TASK DIRECTIONS:
Every entry below must be repeated exactly; skip the pictures.

━━ DATA SHOWN ━━

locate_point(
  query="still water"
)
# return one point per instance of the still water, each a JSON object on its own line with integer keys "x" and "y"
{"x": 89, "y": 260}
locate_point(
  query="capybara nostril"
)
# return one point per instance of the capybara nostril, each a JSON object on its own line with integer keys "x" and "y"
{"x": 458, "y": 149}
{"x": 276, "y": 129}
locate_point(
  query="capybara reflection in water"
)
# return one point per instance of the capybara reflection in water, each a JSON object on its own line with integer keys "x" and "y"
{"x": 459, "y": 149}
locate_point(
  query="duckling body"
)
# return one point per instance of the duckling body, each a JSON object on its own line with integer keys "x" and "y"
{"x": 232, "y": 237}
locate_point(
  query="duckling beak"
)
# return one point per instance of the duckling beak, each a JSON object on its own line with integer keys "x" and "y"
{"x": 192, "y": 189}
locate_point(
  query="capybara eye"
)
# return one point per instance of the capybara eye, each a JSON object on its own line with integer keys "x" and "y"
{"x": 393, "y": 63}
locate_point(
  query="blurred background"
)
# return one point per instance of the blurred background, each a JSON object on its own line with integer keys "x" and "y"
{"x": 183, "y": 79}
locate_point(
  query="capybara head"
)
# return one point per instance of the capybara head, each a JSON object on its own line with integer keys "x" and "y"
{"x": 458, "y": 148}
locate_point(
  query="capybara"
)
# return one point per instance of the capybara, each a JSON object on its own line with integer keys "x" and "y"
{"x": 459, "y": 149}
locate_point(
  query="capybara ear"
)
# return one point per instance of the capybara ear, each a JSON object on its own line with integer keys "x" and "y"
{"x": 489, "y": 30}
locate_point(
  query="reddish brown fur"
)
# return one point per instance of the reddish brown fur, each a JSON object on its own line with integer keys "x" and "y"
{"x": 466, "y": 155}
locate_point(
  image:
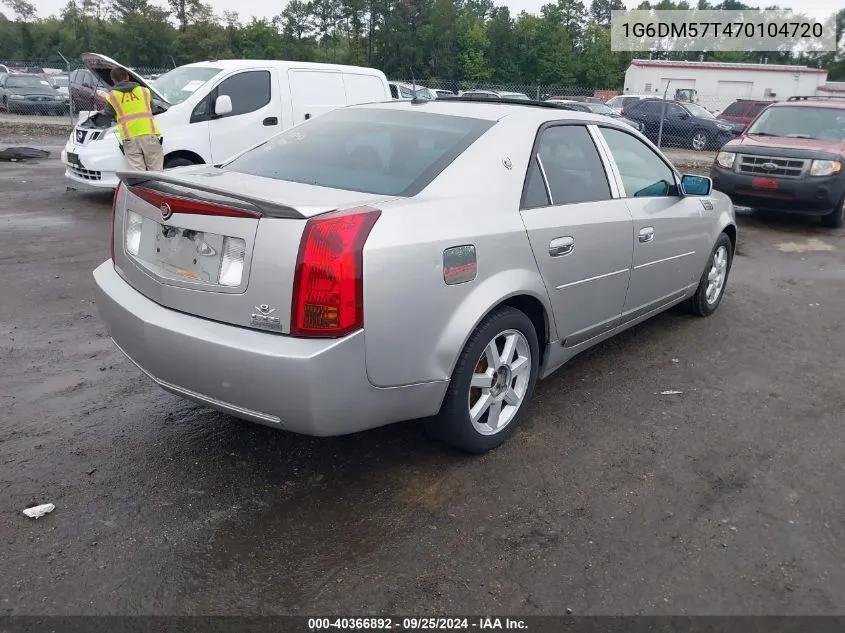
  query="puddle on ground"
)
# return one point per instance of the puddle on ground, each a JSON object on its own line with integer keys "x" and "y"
{"x": 812, "y": 244}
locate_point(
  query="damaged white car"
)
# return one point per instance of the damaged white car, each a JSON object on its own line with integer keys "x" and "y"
{"x": 209, "y": 111}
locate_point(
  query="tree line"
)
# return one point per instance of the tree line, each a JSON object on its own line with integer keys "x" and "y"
{"x": 474, "y": 42}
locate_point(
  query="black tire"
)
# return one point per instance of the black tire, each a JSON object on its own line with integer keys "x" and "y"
{"x": 698, "y": 303}
{"x": 836, "y": 218}
{"x": 453, "y": 424}
{"x": 178, "y": 161}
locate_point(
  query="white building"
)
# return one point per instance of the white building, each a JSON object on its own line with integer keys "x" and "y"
{"x": 719, "y": 83}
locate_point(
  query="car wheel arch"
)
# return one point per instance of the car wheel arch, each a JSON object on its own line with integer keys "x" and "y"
{"x": 526, "y": 292}
{"x": 195, "y": 158}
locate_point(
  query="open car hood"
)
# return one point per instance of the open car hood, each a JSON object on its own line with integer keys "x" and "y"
{"x": 101, "y": 66}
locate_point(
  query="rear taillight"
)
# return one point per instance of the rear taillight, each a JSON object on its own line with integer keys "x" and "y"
{"x": 328, "y": 287}
{"x": 113, "y": 213}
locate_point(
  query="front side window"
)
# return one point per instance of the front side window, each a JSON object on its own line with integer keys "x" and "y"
{"x": 371, "y": 150}
{"x": 180, "y": 83}
{"x": 644, "y": 174}
{"x": 572, "y": 166}
{"x": 249, "y": 91}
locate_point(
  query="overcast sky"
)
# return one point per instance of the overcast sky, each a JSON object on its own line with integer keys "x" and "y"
{"x": 264, "y": 9}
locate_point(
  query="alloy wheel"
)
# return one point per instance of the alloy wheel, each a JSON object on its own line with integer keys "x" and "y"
{"x": 499, "y": 382}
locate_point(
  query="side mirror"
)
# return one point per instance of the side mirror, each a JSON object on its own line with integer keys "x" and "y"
{"x": 696, "y": 185}
{"x": 223, "y": 105}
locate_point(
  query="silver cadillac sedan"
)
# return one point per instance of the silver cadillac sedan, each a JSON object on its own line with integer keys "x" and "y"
{"x": 406, "y": 260}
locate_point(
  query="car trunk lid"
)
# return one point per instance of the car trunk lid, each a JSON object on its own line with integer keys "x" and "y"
{"x": 216, "y": 244}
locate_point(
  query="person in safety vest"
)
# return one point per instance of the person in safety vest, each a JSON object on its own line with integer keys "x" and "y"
{"x": 136, "y": 126}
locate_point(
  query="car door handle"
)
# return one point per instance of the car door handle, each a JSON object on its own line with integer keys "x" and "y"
{"x": 561, "y": 246}
{"x": 646, "y": 234}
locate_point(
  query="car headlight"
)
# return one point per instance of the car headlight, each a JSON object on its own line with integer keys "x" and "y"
{"x": 725, "y": 160}
{"x": 825, "y": 167}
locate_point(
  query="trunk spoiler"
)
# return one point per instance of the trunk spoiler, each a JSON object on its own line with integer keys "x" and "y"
{"x": 186, "y": 189}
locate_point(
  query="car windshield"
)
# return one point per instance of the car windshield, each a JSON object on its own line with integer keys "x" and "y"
{"x": 180, "y": 83}
{"x": 600, "y": 108}
{"x": 697, "y": 110}
{"x": 19, "y": 81}
{"x": 801, "y": 122}
{"x": 371, "y": 150}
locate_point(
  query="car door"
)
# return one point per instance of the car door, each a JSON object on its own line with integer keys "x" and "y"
{"x": 255, "y": 115}
{"x": 579, "y": 230}
{"x": 670, "y": 231}
{"x": 676, "y": 123}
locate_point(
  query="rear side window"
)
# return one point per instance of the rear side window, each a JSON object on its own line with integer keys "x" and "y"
{"x": 735, "y": 109}
{"x": 371, "y": 150}
{"x": 249, "y": 91}
{"x": 572, "y": 165}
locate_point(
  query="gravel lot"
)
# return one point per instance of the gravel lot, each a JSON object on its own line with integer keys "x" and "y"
{"x": 725, "y": 498}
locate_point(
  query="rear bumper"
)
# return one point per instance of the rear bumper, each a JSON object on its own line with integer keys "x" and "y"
{"x": 805, "y": 196}
{"x": 314, "y": 387}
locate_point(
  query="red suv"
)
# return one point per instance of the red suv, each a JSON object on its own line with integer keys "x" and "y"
{"x": 743, "y": 110}
{"x": 790, "y": 158}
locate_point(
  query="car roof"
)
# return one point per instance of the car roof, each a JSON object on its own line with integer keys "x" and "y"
{"x": 533, "y": 112}
{"x": 236, "y": 64}
{"x": 812, "y": 103}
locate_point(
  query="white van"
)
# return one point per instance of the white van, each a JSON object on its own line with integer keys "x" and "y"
{"x": 210, "y": 111}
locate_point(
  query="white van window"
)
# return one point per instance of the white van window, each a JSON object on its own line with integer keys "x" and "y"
{"x": 180, "y": 83}
{"x": 250, "y": 91}
{"x": 363, "y": 88}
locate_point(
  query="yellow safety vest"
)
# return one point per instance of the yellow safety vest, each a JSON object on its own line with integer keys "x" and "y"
{"x": 134, "y": 112}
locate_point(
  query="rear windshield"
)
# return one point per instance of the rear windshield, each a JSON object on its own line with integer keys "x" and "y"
{"x": 801, "y": 122}
{"x": 379, "y": 151}
{"x": 19, "y": 81}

━━━

FINAL RESULT:
locate_point(
  query="still water"
)
# return one point per instance of the still water, each a JSON object on its own line with integer keys "x" and "y"
{"x": 89, "y": 260}
locate_point(
  query="capybara nostril"
)
# return one point per instance of the capybara nostril, each a JSON object on its own line with integer keys "x" and "y"
{"x": 458, "y": 149}
{"x": 276, "y": 129}
locate_point(
  query="capybara reflection in water"
)
# return one point per instance of the capybara reflection in water, each a JSON object on its own line with integer keys "x" and "y"
{"x": 459, "y": 149}
locate_point(
  query="duckling body"
)
# return one point per instance of the duckling body, each a JSON object on its own line with integer keys "x" and "y"
{"x": 232, "y": 237}
locate_point(
  query="duckling beak"
)
# return one point per instance of the duckling beak, each a JSON object on its own line with integer keys "x" and "y"
{"x": 192, "y": 189}
locate_point(
  query="capybara eye"
)
# return one point per instance of the capybara eye, each a JSON object on its own line with integer keys "x" and "y"
{"x": 393, "y": 63}
locate_point(
  query="blurred background"
)
# return one point per instance of the blurred background, each a JSON object on its own line with integer keys "x" and "y"
{"x": 183, "y": 79}
locate_point(
  query="capybara head"
)
# return one point per instance of the capybara head, each a JSON object on its own line with integer keys "x" and "y"
{"x": 458, "y": 148}
locate_point(
  query="capybara"
)
# return one point per instance of the capybara, each a JSON object on its own line with integer keys "x" and "y"
{"x": 459, "y": 149}
locate_point(
  query="capybara ear"
)
# return one point per instance of the capybara ear, each a JSON object on its own line with integer keys "x" and "y"
{"x": 489, "y": 30}
locate_point(
  query="reddish brown fur"
)
# return one point per instance of the reddish brown fur, each a JSON object on its own line with integer keys "x" and "y"
{"x": 466, "y": 155}
locate_point(
  image:
  query="puddle on ground"
)
# return one point per instance of the puddle on ground, each a JSON object on its own line with integer keys "x" and "y"
{"x": 812, "y": 244}
locate_point(
  query="damaged white car"
)
# return one point per instance of the damaged white car, each a JSON object on its own line with integer keys "x" and "y"
{"x": 209, "y": 111}
locate_point(
  query="tree line"
)
# return one point per instance of the tree line, each a JSON object on its own line with integer keys "x" and "y"
{"x": 474, "y": 42}
locate_point(
  query="black tire"
)
# return one point per instance of the black tire, each a JSON object on its own line with integer keys "x" and "y"
{"x": 698, "y": 303}
{"x": 836, "y": 218}
{"x": 453, "y": 424}
{"x": 178, "y": 161}
locate_point(
  query="white building"
)
# return one point per instance of the white building, each a JSON object on its own line with integer keys "x" and "y"
{"x": 719, "y": 83}
locate_point(
  query="car wheel arch"
)
# return one point per instance of the car wheel arch, each a JSON object on its own line with integer keys "x" and "y"
{"x": 526, "y": 292}
{"x": 195, "y": 158}
locate_point(
  query="open car hood"
)
# return one point per instance of the open car hood, each a JSON object on its own line with integer keys "x" and "y"
{"x": 101, "y": 66}
locate_point(
  query="rear taillight"
)
# return one point per instance of the rear taillight, each a JSON object on its own line with integer keys "x" and "y"
{"x": 328, "y": 287}
{"x": 113, "y": 213}
locate_point(
  query="front side window"
)
# return one point per instance of the front side window, each a JSON object on its own line with integer keys "x" and "y"
{"x": 371, "y": 150}
{"x": 180, "y": 83}
{"x": 644, "y": 174}
{"x": 572, "y": 166}
{"x": 249, "y": 91}
locate_point(
  query="overcast sky"
)
# return one point per instance of the overcast sky, each a JSON object on its own line with integer keys "x" and "y"
{"x": 264, "y": 9}
locate_point(
  query="alloy wheel"
)
# return one point per instance of the alloy wheel, each a JSON object on its own line with integer keys "x" and "y"
{"x": 499, "y": 382}
locate_point(
  query="side mirror"
)
# return one point per instance of the side mirror, each a JSON object on its own line with integer keys "x" and "y"
{"x": 696, "y": 185}
{"x": 223, "y": 105}
locate_point(
  query="silver cadillac sedan"
)
# return one point per instance of the silver cadillac sedan, each a JSON object on its own line with integer keys "x" and "y"
{"x": 406, "y": 260}
locate_point(
  query="car trunk lid"
)
# return one point per instance of the car trunk lid, each a JSON object on its own line with integer keys "x" and "y"
{"x": 216, "y": 244}
locate_point(
  query="person in safety vest"
)
# return one point per instance of the person in safety vest, each a JSON object on its own line with integer keys "x" and "y"
{"x": 136, "y": 126}
locate_point(
  query="car door handle"
)
# return one point per instance of the car door handle, each a JSON object on its own line with integer keys "x" and "y"
{"x": 561, "y": 246}
{"x": 646, "y": 234}
locate_point(
  query="car headlight"
)
# return one point per instance of the car headlight, each a JSON object on its own line with integer keys "x" and "y"
{"x": 725, "y": 160}
{"x": 825, "y": 167}
locate_point(
  query="trunk spoiler"
)
# return one point per instance of the trunk spoiler, each a JSON object on its own line with integer keys "x" and "y"
{"x": 186, "y": 189}
locate_point(
  query="car windshield"
)
# return one point per instance of the car windshield, each a JSON object on its own line with integer keys "x" and "y"
{"x": 180, "y": 83}
{"x": 600, "y": 108}
{"x": 697, "y": 110}
{"x": 19, "y": 81}
{"x": 801, "y": 122}
{"x": 371, "y": 150}
locate_point(
  query="car door"
)
# return one point per instance of the car door, each a JSON object on its own line with integer keys "x" and "y"
{"x": 255, "y": 115}
{"x": 579, "y": 230}
{"x": 670, "y": 231}
{"x": 676, "y": 123}
locate_point(
  query="rear side window"
)
# return one point per instance of the rear side window, each a JSON object on its own line with integer keys "x" and "y"
{"x": 735, "y": 109}
{"x": 371, "y": 150}
{"x": 249, "y": 91}
{"x": 572, "y": 165}
locate_point(
  query="gravel lot"
)
# return one point per instance of the gravel lot, each a JSON object on its own line with integer keys "x" and "y"
{"x": 725, "y": 498}
locate_point(
  query="rear bumper"
)
# return one point per instance of the rear bumper, each a JSON object on its own line with integer keys "x" and "y"
{"x": 805, "y": 196}
{"x": 314, "y": 387}
locate_point(
  query="red suv"
)
# return one point per instance of the red suv, each a JSON object on its own line with integer keys "x" and "y"
{"x": 743, "y": 110}
{"x": 790, "y": 158}
locate_point(
  query="car roof"
)
# return one point per instance of the car roof, each a JSON object on its own line with integer keys "x" and "y"
{"x": 533, "y": 112}
{"x": 236, "y": 64}
{"x": 812, "y": 103}
locate_point(
  query="white van"
)
# return one point per instance of the white van, each a JSON object on its own line with integer keys "x" and "y"
{"x": 210, "y": 111}
locate_point(
  query="white van window"
)
# return one point per instance of the white van window, each a JSON object on its own line with integer keys "x" and "y"
{"x": 180, "y": 83}
{"x": 250, "y": 91}
{"x": 363, "y": 88}
locate_point(
  query="yellow safety vest"
)
# return one point per instance of the yellow safety vest, each a JSON object on its own line with integer keys "x" and "y"
{"x": 134, "y": 112}
locate_point(
  query="rear windshield"
)
# return one point per instance of the rear windshield, each a JSON object on its own line with integer keys "x" and "y"
{"x": 801, "y": 122}
{"x": 379, "y": 151}
{"x": 19, "y": 81}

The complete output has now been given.